BEGIN Study material
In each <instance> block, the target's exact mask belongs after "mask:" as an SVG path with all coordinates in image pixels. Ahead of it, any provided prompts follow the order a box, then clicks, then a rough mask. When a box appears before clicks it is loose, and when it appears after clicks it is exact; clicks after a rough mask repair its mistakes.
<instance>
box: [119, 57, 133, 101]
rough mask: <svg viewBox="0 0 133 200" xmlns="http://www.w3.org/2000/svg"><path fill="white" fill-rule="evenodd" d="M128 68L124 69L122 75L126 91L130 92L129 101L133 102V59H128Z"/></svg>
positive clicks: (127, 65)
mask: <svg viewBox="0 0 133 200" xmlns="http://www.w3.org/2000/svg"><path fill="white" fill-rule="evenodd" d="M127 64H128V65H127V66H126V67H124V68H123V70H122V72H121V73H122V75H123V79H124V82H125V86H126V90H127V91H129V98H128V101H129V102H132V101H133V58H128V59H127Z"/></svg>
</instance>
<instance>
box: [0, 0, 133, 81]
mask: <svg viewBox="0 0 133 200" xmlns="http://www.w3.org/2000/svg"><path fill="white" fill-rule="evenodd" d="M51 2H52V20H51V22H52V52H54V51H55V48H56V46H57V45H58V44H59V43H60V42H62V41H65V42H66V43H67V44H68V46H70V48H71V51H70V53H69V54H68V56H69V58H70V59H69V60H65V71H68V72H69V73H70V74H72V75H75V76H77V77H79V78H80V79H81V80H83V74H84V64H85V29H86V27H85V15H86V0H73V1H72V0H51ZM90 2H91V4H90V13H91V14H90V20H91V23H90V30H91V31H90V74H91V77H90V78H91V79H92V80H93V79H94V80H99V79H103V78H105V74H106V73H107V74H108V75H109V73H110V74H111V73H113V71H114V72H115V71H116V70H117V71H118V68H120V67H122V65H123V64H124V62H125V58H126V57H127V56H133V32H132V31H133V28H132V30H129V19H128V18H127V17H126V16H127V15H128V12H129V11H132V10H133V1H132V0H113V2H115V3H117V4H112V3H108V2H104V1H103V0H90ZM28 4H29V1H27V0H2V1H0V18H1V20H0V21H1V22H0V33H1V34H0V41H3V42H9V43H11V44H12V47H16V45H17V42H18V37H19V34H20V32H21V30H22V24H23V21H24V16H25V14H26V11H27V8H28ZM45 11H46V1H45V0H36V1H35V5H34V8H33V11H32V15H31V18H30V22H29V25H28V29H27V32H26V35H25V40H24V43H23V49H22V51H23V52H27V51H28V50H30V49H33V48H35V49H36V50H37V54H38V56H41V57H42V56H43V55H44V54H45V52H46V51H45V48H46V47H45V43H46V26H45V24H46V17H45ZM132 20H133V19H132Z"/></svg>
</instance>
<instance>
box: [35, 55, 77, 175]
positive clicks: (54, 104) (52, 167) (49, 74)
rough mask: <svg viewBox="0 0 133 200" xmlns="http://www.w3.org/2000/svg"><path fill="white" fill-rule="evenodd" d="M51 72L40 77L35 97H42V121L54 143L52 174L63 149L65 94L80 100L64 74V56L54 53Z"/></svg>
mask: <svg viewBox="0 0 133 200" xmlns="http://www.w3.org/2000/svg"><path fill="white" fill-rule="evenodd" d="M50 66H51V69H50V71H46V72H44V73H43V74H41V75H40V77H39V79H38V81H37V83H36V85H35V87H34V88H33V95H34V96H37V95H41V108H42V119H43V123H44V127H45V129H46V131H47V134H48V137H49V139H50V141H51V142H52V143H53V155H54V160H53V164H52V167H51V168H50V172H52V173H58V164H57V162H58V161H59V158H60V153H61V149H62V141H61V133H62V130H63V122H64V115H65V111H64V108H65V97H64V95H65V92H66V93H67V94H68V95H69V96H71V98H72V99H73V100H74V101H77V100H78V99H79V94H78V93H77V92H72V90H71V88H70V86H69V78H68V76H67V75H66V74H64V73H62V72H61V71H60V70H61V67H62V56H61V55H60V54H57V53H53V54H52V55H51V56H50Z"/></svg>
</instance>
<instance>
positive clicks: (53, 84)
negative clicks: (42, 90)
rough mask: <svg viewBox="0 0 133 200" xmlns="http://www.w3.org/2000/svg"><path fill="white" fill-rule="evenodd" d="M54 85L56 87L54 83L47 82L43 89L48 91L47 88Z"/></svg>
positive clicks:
END Study material
■ Required action:
Reproduce every one of the entries above verbatim, changing nothing.

■ Output of the exercise:
In each <instance> block, the target's exact mask belongs after "mask:" as an SVG path with all coordinates in image pixels. Ahead of it, any provided prompts follow the order a box, then clicks, then a rough mask. When a box appears before clicks it is loose, and when it appears after clicks it is exact; clicks after a rough mask repair its mistakes.
<instance>
box: [119, 57, 133, 101]
rough mask: <svg viewBox="0 0 133 200" xmlns="http://www.w3.org/2000/svg"><path fill="white" fill-rule="evenodd" d="M128 68L124 69L122 75L126 91L130 92L129 101L133 102V59H128Z"/></svg>
positive clicks: (127, 65)
mask: <svg viewBox="0 0 133 200" xmlns="http://www.w3.org/2000/svg"><path fill="white" fill-rule="evenodd" d="M127 64H128V65H127V66H126V67H124V68H123V70H122V72H121V73H122V75H123V79H124V82H125V86H126V90H127V91H129V98H128V101H129V102H132V101H133V58H128V59H127Z"/></svg>
</instance>
<instance>
box: [0, 0, 133, 81]
mask: <svg viewBox="0 0 133 200" xmlns="http://www.w3.org/2000/svg"><path fill="white" fill-rule="evenodd" d="M51 2H52V20H51V22H52V52H54V51H55V48H56V46H57V45H58V44H59V43H60V42H62V41H65V42H66V43H67V44H68V46H70V48H71V51H70V53H69V54H68V56H69V58H70V59H69V60H65V71H68V72H69V73H70V74H72V75H75V76H77V77H79V78H80V79H81V80H83V74H84V64H85V29H86V27H85V15H86V0H73V1H72V0H51ZM90 2H91V4H90V13H91V14H90V20H91V23H90V30H91V31H90V74H91V77H90V78H91V79H92V80H93V79H94V80H99V79H103V78H105V74H106V73H107V74H108V75H109V73H110V74H111V73H113V71H114V72H115V71H116V70H117V71H118V68H120V67H122V65H123V64H124V62H125V58H126V57H127V56H133V32H132V31H133V28H132V30H129V19H128V18H127V17H126V16H127V15H128V12H129V11H132V10H133V1H132V0H113V2H115V3H117V4H112V3H108V2H104V1H103V0H90ZM28 4H29V1H27V0H2V1H0V18H1V20H0V21H1V22H0V33H1V34H0V41H3V42H9V43H11V44H12V47H16V45H17V42H18V37H19V34H20V32H21V30H22V24H23V21H24V16H25V14H26V11H27V8H28ZM45 11H46V1H45V0H36V1H35V5H34V8H33V11H32V15H31V18H30V22H29V25H28V29H27V32H26V35H25V40H24V43H23V49H22V51H23V52H27V51H28V50H30V49H33V48H35V49H36V50H37V54H38V56H41V57H42V56H43V55H44V54H45V52H46V51H45V48H46V47H45V43H46V26H45V24H46V17H45ZM132 20H133V19H132Z"/></svg>
</instance>
<instance>
box: [35, 55, 77, 175]
positive clicks: (54, 104) (52, 167) (49, 74)
rough mask: <svg viewBox="0 0 133 200" xmlns="http://www.w3.org/2000/svg"><path fill="white" fill-rule="evenodd" d="M51 72L40 77L35 97H42V121L54 143L52 174L63 149L65 94L80 100L64 74V56L54 53Z"/></svg>
mask: <svg viewBox="0 0 133 200" xmlns="http://www.w3.org/2000/svg"><path fill="white" fill-rule="evenodd" d="M50 66H51V69H50V71H46V72H44V73H43V74H41V75H40V77H39V79H38V81H37V83H36V85H35V87H34V88H33V95H34V96H37V95H41V108H42V119H43V123H44V127H45V129H46V131H47V134H48V137H49V139H50V141H51V142H52V143H53V155H54V160H53V164H52V167H51V168H50V172H52V173H58V164H57V162H58V161H59V158H60V153H61V149H62V141H61V133H62V130H63V122H64V115H65V111H64V108H65V97H64V95H65V92H66V93H67V94H68V95H69V96H71V98H72V99H73V100H74V101H77V100H78V99H79V94H78V93H77V92H72V90H71V88H70V86H69V78H68V76H67V75H66V74H64V73H62V72H61V71H60V70H61V67H62V56H61V55H60V54H57V53H53V54H52V55H51V56H50Z"/></svg>
</instance>
<instance>
positive clicks: (53, 84)
negative clicks: (42, 90)
rough mask: <svg viewBox="0 0 133 200" xmlns="http://www.w3.org/2000/svg"><path fill="white" fill-rule="evenodd" d="M54 85L56 87L54 83L47 82L43 89L48 91L47 88Z"/></svg>
positive clicks:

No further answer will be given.